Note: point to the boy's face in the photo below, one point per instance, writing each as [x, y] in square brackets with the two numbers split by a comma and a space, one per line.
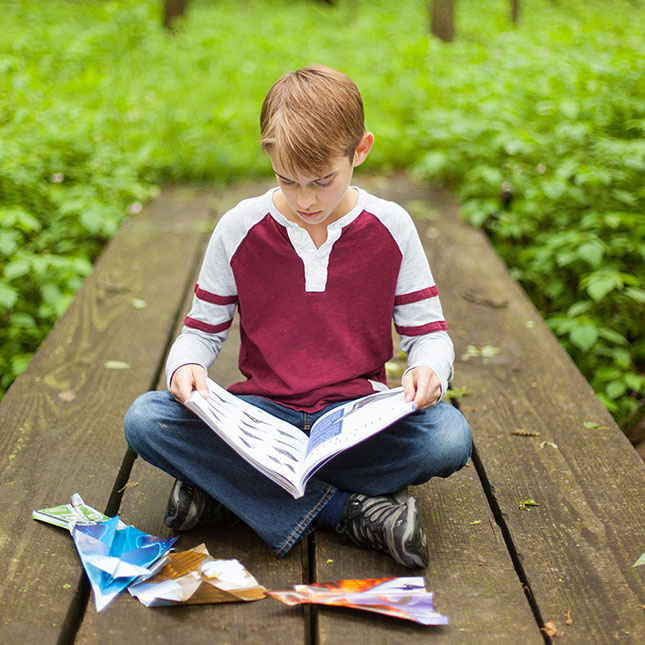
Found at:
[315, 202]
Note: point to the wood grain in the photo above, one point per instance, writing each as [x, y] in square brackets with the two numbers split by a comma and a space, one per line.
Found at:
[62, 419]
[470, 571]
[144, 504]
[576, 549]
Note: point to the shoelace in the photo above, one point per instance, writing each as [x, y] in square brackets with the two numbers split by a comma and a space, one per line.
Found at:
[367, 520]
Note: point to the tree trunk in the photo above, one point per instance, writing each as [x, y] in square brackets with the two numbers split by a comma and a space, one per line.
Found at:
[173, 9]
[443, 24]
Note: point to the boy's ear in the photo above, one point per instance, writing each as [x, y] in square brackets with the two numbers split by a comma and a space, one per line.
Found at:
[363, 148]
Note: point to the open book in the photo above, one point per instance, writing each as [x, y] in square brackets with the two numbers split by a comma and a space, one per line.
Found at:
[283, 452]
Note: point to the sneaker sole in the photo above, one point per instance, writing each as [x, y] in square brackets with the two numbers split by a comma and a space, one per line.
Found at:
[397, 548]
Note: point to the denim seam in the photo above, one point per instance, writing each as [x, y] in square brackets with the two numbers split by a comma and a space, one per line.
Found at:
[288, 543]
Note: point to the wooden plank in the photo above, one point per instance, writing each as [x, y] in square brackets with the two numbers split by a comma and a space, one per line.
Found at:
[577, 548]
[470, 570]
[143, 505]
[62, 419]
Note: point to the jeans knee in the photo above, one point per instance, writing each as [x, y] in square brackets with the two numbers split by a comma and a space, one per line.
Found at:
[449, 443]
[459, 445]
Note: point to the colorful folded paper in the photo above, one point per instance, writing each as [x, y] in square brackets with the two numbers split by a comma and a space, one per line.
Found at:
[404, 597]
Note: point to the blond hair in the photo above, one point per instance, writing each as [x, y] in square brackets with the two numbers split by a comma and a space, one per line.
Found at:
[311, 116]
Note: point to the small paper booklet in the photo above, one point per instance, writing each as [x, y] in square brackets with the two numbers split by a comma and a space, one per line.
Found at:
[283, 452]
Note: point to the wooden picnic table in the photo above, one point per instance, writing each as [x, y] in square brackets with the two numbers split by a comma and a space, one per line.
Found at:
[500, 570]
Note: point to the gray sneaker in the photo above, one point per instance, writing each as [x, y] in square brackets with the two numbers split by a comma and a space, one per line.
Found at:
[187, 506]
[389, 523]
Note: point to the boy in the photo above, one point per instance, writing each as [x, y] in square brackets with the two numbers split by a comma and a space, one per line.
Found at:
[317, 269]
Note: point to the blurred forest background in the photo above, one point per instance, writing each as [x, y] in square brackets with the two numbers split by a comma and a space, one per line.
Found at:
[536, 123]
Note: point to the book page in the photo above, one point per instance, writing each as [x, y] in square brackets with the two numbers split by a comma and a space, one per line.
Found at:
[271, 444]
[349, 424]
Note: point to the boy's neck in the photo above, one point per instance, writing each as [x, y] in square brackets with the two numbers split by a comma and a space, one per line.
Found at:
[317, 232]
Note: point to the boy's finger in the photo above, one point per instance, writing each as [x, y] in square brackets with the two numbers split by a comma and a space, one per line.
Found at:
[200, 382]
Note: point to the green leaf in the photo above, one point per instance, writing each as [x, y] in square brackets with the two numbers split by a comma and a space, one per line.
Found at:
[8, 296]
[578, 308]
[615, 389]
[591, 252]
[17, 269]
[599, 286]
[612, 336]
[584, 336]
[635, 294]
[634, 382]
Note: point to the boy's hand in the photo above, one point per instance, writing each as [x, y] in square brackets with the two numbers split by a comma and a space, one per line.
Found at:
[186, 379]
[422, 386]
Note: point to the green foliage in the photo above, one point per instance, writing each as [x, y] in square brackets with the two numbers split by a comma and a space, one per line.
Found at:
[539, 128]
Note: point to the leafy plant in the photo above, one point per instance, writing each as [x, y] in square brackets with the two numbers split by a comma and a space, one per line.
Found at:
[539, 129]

====

Would you print the whole listing exactly, omitting the pictures?

Note: point to the boy's face in the photo below, one point per instance, writing each as [x, y] in square brackets with the two numbers split by a comma and a space, one per line.
Found at:
[315, 202]
Note: point to the wood grain in the photo above, one point per instance, writing each as [x, y] in square brackets with the two numbers split by a comma and a space, one per line.
Found at:
[62, 419]
[470, 571]
[144, 504]
[576, 549]
Note: point to the shoelace in the photo above, one point per instance, writing each as [x, y] in square brackets with the two numbers split by a comma and a space, one per line.
Found at:
[367, 520]
Note: point to the tree trunk in the photo above, one point per instance, writing each as [x, y] in square brackets with the two numbers split by a comma and a space, one per line.
Found at:
[173, 9]
[443, 24]
Note: point to the boy's ear in the photo above, one point per instance, writing each as [x, y] in square brackets with the two numbers split by a comma and a space, one per line.
Found at:
[363, 148]
Note: point to the open book in the photo above, one point per instance, writing each as [x, y] in square brackets with the two numbers split by a comma and a space, one per line.
Found at:
[283, 452]
Note: point to the sneaker sole in the photo above, one point per instance, writing each as [x, y] in square brackets with the two numbers split by a comma and a space, one per line.
Found at:
[397, 548]
Note: point to the denim seam in the photo above, one point per instance, writing each as [x, y] in square brackets with the two numbers split by a comma and a space, one per line.
Found at:
[288, 543]
Note: point to the wooden plank in the photo above, one point per instance, writing each as [x, y] in square brackets with the two numbers split by a comma and a space, one per line.
Found at:
[577, 548]
[470, 570]
[143, 505]
[62, 419]
Note: point to the jeans knee in the photo above, one point per instance, writing each as [x, y] in square brackets with the two numbers split by a comma and a space, one per line.
Found at:
[449, 443]
[459, 445]
Note: point to the colorful folded paper in the photo above, one point per instance, writing each as [x, y] in square brackets with the two numbers split by a comma and a space, one per line.
Found at:
[404, 597]
Note: point to the blond hair in the photo above, one point per instance, writing each as [x, y] in square brackets with the two numbers split by a comma and a space, one per line.
Found at:
[311, 116]
Note: point to the small paper booklet in the photo above, one point per instance, writing each as [x, y] in square brackets with the two numbers split by a comma and a space, one per line.
Found at:
[283, 452]
Note: point to the wooden picnic table in the photo above, one point per instance, writing each as [x, y] in square brackets with the two numbers split by a comma and a space, one per line.
Found at:
[500, 570]
Note: point to the gray sneaker in the photo above, one point per instance, writing each as [x, y] in square brackets with the two numbers split by a comma and a space, one per line.
Found at:
[187, 506]
[389, 523]
Note: point to the boy in the photo above, one point per instance, writing each as [x, y] in square brackets with the two numbers split by a comma and a space, one per line.
Found at:
[317, 269]
Note: point to the blurred forest background in the photo above, one point per instance, writing each as [x, y] in square brackets with the two numbers split by a comma and a space, one per line.
Found at:
[536, 123]
Note: point to the book page in the photo above, one point per instance, writing each as [x, y] in square brackets with the two numbers split by a comma and a space, one per line.
Found at:
[271, 444]
[349, 424]
Note: point to the boy's neck in the photo above, one point per instance, writing each as [x, y] in square brackets with the two numbers split by a comma and a space, one per line.
Found at:
[317, 232]
Note: point to the boy's finger in the photo above, one point per instance, writing each as [x, y] in square brackets with the two numbers split by a comma and a space, one per line.
Found at:
[200, 382]
Note: point to the green leaf in the photo above, one point per instance, writing each as [x, y] in square brackets with the two numbers split by a comma and a space, one per line.
Found at:
[8, 296]
[578, 308]
[615, 389]
[591, 252]
[17, 269]
[599, 286]
[612, 336]
[584, 336]
[635, 294]
[634, 382]
Note: point to the boy's hand in the photo above, one point per instance, writing each as [x, y] in square brackets with the two numbers split by a comma and a space, one per line.
Found at:
[186, 379]
[422, 386]
Note: point to the green foliage in the photo above, one point per instance, writing each as [x, y] in square brackets with the two numbers split by a comma and a space, one per line.
Found at:
[539, 128]
Note: point to the leafy plant in the photo above, one point per instance, writing each as [x, y] in square brackets with the two numbers split by a comma and a space, one per line.
Found at:
[539, 129]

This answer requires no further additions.